Input —
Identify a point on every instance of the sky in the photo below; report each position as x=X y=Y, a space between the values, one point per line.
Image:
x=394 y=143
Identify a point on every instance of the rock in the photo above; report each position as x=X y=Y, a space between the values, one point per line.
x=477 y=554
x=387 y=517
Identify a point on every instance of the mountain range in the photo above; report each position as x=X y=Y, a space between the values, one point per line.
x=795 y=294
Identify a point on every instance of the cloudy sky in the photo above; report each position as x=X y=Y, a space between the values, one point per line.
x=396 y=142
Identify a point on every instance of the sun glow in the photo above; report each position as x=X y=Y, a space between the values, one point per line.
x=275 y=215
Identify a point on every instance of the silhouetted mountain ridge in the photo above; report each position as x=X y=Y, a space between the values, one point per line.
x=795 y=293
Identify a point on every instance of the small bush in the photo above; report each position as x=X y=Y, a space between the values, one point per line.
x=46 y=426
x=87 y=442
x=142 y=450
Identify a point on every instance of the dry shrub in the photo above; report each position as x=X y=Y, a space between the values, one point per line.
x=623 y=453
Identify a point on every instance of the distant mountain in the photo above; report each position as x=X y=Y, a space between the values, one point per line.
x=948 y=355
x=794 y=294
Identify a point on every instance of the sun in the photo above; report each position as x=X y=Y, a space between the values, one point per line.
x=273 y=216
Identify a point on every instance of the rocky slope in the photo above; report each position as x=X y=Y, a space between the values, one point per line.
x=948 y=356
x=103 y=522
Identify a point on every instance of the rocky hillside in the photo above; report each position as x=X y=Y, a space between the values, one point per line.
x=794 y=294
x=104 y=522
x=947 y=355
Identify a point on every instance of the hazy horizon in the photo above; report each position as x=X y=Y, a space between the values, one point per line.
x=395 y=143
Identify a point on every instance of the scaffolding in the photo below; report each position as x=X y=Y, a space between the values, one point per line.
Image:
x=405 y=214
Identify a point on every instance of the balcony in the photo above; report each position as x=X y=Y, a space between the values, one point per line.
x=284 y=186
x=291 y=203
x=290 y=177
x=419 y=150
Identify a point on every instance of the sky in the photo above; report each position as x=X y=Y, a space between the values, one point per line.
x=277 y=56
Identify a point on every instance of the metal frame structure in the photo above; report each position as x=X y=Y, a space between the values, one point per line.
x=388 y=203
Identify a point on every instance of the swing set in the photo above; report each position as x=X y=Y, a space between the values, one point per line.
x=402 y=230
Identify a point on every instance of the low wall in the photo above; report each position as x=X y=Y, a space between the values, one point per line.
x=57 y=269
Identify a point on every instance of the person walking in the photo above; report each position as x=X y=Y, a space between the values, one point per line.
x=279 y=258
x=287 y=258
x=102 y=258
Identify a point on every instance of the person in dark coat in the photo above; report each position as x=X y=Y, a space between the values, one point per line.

Brief —
Respond with the number of lines in the listing above that include the word "below", and with nothing more.

Result for this task —
2